*What is needed*. Going down the data below, set down exactly the line with "Put a dot on the red bow" and each line after it through the line with "Put a dot on the fried"; no other lines.

----- Exercise materials

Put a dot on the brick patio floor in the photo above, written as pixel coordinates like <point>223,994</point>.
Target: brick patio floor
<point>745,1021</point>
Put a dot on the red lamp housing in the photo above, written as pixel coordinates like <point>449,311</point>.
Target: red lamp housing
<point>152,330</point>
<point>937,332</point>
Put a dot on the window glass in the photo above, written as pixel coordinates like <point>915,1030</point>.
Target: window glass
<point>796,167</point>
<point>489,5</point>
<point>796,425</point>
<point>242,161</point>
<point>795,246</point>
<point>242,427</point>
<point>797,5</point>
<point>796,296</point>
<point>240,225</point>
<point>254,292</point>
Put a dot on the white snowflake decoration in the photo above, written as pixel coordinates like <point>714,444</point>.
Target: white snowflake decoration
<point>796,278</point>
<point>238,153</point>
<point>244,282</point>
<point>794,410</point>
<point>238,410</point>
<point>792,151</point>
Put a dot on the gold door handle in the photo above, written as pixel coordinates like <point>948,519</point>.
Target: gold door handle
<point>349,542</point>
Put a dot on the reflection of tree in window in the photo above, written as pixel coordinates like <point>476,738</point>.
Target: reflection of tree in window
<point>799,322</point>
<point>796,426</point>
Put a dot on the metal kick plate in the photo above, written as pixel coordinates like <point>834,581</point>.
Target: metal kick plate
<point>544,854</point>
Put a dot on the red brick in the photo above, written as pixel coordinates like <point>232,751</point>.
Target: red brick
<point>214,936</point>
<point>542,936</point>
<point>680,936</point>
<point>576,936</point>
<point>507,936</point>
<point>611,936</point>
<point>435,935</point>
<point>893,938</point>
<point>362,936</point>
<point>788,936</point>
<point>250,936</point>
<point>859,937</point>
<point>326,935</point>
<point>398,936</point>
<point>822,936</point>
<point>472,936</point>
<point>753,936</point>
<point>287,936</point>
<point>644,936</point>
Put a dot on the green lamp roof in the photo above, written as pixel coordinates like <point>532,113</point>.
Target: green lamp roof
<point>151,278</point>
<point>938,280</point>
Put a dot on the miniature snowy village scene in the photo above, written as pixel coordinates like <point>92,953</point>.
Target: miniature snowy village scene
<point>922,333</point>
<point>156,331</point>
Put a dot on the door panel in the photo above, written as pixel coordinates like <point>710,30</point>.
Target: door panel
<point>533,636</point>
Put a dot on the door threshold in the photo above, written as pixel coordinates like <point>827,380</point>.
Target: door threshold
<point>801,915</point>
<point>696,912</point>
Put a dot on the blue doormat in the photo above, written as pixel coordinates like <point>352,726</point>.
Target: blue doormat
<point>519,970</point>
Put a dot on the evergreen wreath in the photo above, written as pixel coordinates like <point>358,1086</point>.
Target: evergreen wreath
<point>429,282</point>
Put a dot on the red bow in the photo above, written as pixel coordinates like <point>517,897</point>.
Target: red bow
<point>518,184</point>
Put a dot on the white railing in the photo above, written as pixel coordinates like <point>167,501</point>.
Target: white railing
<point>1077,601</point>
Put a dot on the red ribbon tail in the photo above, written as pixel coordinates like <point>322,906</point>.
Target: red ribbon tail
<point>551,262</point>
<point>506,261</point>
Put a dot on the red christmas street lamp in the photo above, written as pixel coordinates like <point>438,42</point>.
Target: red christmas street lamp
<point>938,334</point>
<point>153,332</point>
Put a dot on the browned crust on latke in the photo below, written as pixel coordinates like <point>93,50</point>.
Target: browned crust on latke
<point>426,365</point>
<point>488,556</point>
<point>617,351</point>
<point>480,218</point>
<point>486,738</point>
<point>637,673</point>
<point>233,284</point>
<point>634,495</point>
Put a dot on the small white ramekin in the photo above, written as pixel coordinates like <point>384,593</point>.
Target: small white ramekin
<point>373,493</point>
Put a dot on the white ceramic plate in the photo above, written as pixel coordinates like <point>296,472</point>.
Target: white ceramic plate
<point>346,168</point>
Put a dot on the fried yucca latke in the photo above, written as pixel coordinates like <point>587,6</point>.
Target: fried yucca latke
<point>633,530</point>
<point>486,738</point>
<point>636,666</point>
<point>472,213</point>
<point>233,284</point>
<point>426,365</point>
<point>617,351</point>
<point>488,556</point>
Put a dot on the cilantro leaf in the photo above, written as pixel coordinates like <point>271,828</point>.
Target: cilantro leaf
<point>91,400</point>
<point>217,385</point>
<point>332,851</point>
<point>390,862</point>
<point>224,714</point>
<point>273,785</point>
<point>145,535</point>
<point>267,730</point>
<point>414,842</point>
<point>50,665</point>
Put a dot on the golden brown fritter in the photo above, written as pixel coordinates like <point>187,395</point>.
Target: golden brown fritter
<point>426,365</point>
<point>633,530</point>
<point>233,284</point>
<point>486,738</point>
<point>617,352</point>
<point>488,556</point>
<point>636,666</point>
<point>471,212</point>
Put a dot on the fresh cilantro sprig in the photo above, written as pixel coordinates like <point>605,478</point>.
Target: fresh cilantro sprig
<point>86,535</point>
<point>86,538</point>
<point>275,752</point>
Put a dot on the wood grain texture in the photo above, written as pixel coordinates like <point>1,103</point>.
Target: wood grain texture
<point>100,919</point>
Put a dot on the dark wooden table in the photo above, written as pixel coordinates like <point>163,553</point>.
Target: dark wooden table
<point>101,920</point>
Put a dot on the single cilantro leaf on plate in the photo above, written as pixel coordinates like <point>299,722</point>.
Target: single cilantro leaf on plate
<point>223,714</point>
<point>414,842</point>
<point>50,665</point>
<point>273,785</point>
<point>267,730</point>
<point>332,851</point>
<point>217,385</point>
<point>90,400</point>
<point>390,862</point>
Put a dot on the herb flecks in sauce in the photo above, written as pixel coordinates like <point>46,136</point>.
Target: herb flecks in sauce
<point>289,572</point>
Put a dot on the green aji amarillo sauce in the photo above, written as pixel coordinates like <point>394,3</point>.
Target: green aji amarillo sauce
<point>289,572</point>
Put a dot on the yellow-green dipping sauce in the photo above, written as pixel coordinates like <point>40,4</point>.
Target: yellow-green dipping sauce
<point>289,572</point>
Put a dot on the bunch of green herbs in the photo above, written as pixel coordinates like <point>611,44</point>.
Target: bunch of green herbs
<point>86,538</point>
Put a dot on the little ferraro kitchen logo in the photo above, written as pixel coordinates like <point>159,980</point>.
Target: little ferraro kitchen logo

----------

*Final answer*.
Put a dot on the red bow in the photo above, written as pixel coordinates like <point>517,897</point>.
Target: red bow
<point>518,184</point>
Put a dot on the white railing in the photo above, written as pixel coordinates like <point>167,501</point>.
Target: white railing
<point>1077,601</point>
Put a dot on the red ribbon tail in the photo above, written as pixel coordinates like <point>322,906</point>.
Target: red ribbon tail
<point>551,262</point>
<point>506,261</point>
Put a dot on the red christmas street lamp in the photo above, written as pixel coordinates like <point>438,42</point>.
Target: red christmas street lamp
<point>938,334</point>
<point>153,332</point>
Put a dot on the browned crust on latke in the photo below, written as pixel coordinates like <point>93,50</point>.
Target: browned crust on latke
<point>426,365</point>
<point>488,556</point>
<point>617,351</point>
<point>480,218</point>
<point>486,738</point>
<point>637,673</point>
<point>233,284</point>
<point>634,495</point>
Put a dot on the small white ramekin in the photo above, written as pixel coordinates like <point>384,593</point>.
Target: small white ramekin
<point>373,493</point>
Put a dot on the white ceramic plate in the photo above, written as pixel coordinates like <point>296,472</point>.
Target: white ceramic plate
<point>346,168</point>
Put a dot on the fried yucca latke in the photo above, written as pixel coordinates like <point>587,6</point>.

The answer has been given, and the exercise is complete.